### TASK DIRECTIONS
Please reproduce every line of the records below, word for word and character for character.

(Location identification items)
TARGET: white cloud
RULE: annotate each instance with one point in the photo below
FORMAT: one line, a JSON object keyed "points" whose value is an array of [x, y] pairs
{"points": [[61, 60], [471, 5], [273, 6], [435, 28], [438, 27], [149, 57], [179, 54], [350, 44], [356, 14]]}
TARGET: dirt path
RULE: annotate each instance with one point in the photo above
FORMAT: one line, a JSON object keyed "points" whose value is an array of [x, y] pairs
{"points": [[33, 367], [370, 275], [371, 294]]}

### RESPONSE TO THIS TASK
TARGET: white cloud
RULE: annotate each instance with one point in the photo below
FORMAT: one line, a JSON object keyed "points" whose value is an array of [x, y] pairs
{"points": [[61, 60], [471, 5], [273, 6], [435, 28], [438, 27], [149, 57], [179, 54], [350, 44], [356, 14]]}
TARGET: dirt path
RULE: annotate each instance with one point in the photo above
FORMAT: one line, a JSON object keyed "points" whose value is an array of [x, y] pairs
{"points": [[33, 367], [370, 275], [371, 294]]}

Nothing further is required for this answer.